PROBLEM REQUIREMENTS:
Exactly repeat the full listing that follows.

LISTED RECORDS:

** BEGIN **

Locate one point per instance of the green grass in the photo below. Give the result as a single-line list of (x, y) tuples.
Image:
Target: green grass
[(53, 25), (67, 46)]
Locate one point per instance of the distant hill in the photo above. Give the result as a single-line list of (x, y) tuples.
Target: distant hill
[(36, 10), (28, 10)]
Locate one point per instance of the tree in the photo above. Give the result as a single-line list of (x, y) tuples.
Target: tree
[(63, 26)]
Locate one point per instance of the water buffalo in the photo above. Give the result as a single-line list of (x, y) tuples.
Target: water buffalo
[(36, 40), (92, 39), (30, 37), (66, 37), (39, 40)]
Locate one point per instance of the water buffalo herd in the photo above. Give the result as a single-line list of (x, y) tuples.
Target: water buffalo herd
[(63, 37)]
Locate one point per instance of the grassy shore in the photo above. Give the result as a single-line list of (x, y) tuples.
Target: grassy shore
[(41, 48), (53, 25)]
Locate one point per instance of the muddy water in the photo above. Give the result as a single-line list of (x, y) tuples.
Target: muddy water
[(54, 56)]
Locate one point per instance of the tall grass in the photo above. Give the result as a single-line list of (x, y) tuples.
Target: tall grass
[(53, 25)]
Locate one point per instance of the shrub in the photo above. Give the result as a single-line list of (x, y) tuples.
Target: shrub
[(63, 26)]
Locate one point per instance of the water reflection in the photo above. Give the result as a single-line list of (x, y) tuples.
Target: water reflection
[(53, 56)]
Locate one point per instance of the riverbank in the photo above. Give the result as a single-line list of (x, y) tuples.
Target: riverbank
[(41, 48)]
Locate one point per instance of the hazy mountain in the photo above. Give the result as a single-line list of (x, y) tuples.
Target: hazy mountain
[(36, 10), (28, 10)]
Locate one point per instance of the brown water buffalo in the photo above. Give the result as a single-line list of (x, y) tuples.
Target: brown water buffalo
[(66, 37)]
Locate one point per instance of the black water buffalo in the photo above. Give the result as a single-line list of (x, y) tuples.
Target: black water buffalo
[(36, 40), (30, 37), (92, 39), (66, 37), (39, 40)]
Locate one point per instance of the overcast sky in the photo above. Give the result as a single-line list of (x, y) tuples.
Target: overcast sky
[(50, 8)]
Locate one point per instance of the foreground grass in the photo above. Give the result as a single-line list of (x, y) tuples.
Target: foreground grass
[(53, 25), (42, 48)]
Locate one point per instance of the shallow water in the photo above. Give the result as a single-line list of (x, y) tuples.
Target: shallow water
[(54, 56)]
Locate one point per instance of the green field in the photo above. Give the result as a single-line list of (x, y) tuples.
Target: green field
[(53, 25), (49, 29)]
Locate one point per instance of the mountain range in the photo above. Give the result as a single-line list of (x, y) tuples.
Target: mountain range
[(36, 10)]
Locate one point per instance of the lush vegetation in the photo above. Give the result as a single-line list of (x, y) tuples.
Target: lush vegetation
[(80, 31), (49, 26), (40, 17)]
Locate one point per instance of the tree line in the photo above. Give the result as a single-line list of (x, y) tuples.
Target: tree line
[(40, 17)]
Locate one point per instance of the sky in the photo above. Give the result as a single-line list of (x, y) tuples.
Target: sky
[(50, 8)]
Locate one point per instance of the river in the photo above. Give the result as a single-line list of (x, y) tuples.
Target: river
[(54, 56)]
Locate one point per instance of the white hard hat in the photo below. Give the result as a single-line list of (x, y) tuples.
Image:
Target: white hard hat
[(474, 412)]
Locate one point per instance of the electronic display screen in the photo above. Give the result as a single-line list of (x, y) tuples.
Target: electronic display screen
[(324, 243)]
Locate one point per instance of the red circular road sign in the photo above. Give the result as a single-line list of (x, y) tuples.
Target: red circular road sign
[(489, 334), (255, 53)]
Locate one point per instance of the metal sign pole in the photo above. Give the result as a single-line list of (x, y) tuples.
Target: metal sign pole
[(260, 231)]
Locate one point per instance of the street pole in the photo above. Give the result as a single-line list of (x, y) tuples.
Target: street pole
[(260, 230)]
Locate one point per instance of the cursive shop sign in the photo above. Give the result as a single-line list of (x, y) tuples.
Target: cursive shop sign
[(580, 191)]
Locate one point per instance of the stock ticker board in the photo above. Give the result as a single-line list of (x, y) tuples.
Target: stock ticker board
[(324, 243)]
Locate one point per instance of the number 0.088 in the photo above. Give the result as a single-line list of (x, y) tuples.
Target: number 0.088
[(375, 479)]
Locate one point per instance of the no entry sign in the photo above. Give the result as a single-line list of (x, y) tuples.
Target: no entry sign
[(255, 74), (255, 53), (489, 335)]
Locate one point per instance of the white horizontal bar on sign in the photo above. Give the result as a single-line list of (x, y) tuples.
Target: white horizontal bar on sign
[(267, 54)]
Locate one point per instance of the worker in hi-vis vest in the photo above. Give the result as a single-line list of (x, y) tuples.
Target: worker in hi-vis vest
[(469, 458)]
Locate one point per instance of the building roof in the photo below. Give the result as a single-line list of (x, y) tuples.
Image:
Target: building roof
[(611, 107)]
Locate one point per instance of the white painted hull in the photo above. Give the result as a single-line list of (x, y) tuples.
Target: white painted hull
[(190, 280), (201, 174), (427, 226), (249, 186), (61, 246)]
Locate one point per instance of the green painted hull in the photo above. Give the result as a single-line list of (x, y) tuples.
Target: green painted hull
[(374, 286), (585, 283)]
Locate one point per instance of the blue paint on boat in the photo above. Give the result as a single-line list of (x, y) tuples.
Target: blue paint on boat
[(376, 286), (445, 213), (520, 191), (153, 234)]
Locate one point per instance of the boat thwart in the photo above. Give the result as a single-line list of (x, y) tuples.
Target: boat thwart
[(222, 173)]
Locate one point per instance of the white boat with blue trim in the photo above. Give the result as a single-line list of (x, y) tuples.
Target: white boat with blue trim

** END **

ANSWER IN FULL:
Locate one point per instance of the green grass in the photo below. Give the result as a single-line list of (x, y) tuples.
Image:
Target: green grass
[(53, 25), (67, 46)]
Locate one point per instance of the distant hill in the photo above. Give the result as a single-line list of (x, y) tuples.
Target: distant hill
[(36, 10), (28, 10)]
Locate one point per instance of the tree in the photo above. Give the result as a single-line list of (x, y) tuples.
Target: tree
[(63, 26)]
Locate one point per instance of the water buffalo in the photo above. Give the result as a single-line list of (x, y) tuples.
Target: water buffalo
[(36, 40), (92, 39), (30, 37), (66, 37), (39, 40)]
Locate one point per instance of the water buffalo herd in the photo above. Give the result as a single-line list of (x, y) tuples.
Target: water buffalo herd
[(63, 37)]
Locate one point per instance of the grassy shore in the photo above. Give the result as a single-line list of (x, y) tuples.
Target: grassy shore
[(41, 48), (53, 25)]
Locate one point per instance of the muddy water in the photo above. Give the result as a single-line list of (x, y) tuples.
Target: muddy water
[(54, 56)]
Locate one point per instance of the tall grass in the photo above. Give the result as a single-line list of (x, y) tuples.
Target: tall grass
[(53, 25)]
Locate one point per instance of the shrub in the photo above. Give the result as a single-line list of (x, y) tuples.
Target: shrub
[(63, 26)]
Locate one point per instance of the water reflection in the photo above. Give the result as a single-line list of (x, y) tuples.
Target: water reflection
[(53, 56)]
Locate one point per instance of the riverbank in the photo above. Give the result as a single-line list of (x, y) tuples.
Target: riverbank
[(41, 48)]
Locate one point per instance of the hazy mountain in the photo above. Give the result as a single-line list of (x, y) tuples.
Target: hazy mountain
[(36, 10), (28, 10)]
Locate one point per instance of the brown water buffalo in the photo above. Give the result as a single-line list of (x, y) tuples.
Target: brown water buffalo
[(66, 37)]
Locate one point per instance of the black water buffalo in the photo above. Give the result as a single-line list of (x, y) tuples.
Target: black water buffalo
[(36, 40), (30, 37), (92, 39), (66, 37), (39, 40)]
Locate one point per instance of the overcast sky in the photo above. Give the result as a single-line list of (x, y) tuples.
Target: overcast sky
[(50, 8)]
Locate one point per instance of the foreground grass in the photo above. Give the result as a single-line list of (x, y) tuples.
Target: foreground grass
[(53, 25), (42, 48)]
Locate one point per instance of the shallow water in the photo above. Give the result as a single-line list of (x, y) tuples.
Target: shallow water
[(54, 56)]
Locate one point per instance of the green field in the photo above. Give the result as a single-line list of (x, y) tuples.
Target: green field
[(53, 25), (49, 29)]
Locate one point per instance of the mountain range in the photo above. Give the result as a single-line list of (x, y) tuples.
Target: mountain range
[(36, 10)]
Locate one point per instance of the lush vegetation in the photo above. Give the result as a single-line list of (x, y) tuples.
Target: lush vegetation
[(80, 31), (49, 26), (40, 17)]
Locate one point per instance of the tree line in the photo above. Give the result as a single-line list of (x, y) tuples.
Target: tree line
[(40, 17)]
Locate one point per instance of the sky in the photo above. Give the result as a single-line list of (x, y) tuples.
Target: sky
[(50, 8)]
Locate one point per instance of the river in the photo above. Give the result as a single-line list of (x, y) tuples.
Target: river
[(54, 56)]
Locate one point per instance of the white hard hat in the photo below. Give the result as a single-line list of (x, y) tuples.
Image:
Target: white hard hat
[(474, 412)]
Locate one point per instance of the electronic display screen in the photo above. Give the result as a single-line list of (x, y) tuples.
Target: electronic display screen
[(324, 243)]
Locate one point per instance of the red circular road sign in the photo above. Give the result as a single-line list of (x, y) tuples.
Target: red circular road sign
[(489, 334), (255, 53)]
Locate one point per instance of the metal sign pole in the photo above. Give the result as a single-line list of (x, y) tuples.
Target: metal sign pole
[(260, 231)]
Locate one point per instance of the street pole in the photo above. Give the result as a single-line list of (x, y) tuples.
Target: street pole
[(260, 230)]
Locate one point per instance of the cursive shop sign in the photo above. Give the result as a single-line list of (x, y) tuples.
Target: cursive shop sign
[(580, 191)]
Locate one point per instance of the stock ticker board in the photo above. Give the result as a single-line list of (x, y) tuples.
Target: stock ticker board
[(324, 243)]
Locate one point per instance of the number 0.088 in the photo above. Give the result as a single-line list of (x, y) tuples.
Target: number 0.088
[(375, 479)]
Locate one point per instance of the no entry sign in the photo above. Give the result as a single-line list of (x, y) tuples.
Target: no entry sign
[(255, 74), (255, 53), (489, 335)]
Locate one point per instance of the white horizontal bar on sign in the photo above. Give the result as a single-line list of (x, y) tuples.
Target: white horizontal bar on sign
[(267, 54)]
Locate one point per instance of the worker in hi-vis vest in the photo above. Give the result as a single-line list of (x, y) tuples.
Target: worker in hi-vis vest
[(469, 458)]
Locate one point per instance of the building roof in the photo below. Give the result as a single-line list of (x, y) tuples.
Image:
Target: building roof
[(611, 107)]
Locate one point per instance of the white painted hull in the photo above. Give the result as a single-line list of (x, y) tuples.
Target: white painted hull
[(190, 280), (201, 174), (427, 226), (249, 186), (61, 246)]
Locate one point per instance of the green painted hull in the photo above. Give the result as a single-line list of (x, y) tuples.
Target: green painted hull
[(374, 286), (585, 283)]
Locate one point per instance of the blue paint on boat in the photo above. Give the result as a single-line list of (x, y) tuples.
Target: blue paint on boat
[(376, 286), (445, 213), (520, 191), (153, 234)]
Locate one point per instance of the boat thwart in the photo above. Give the result as a single-line list of (x, y) tuples.
Target: boat thwart
[(222, 173)]
Locate one point per instance of the white boat with blue trim in the photo above. Give the result as a single-line list of (x, y) tuples.
Target: white boat with blue trim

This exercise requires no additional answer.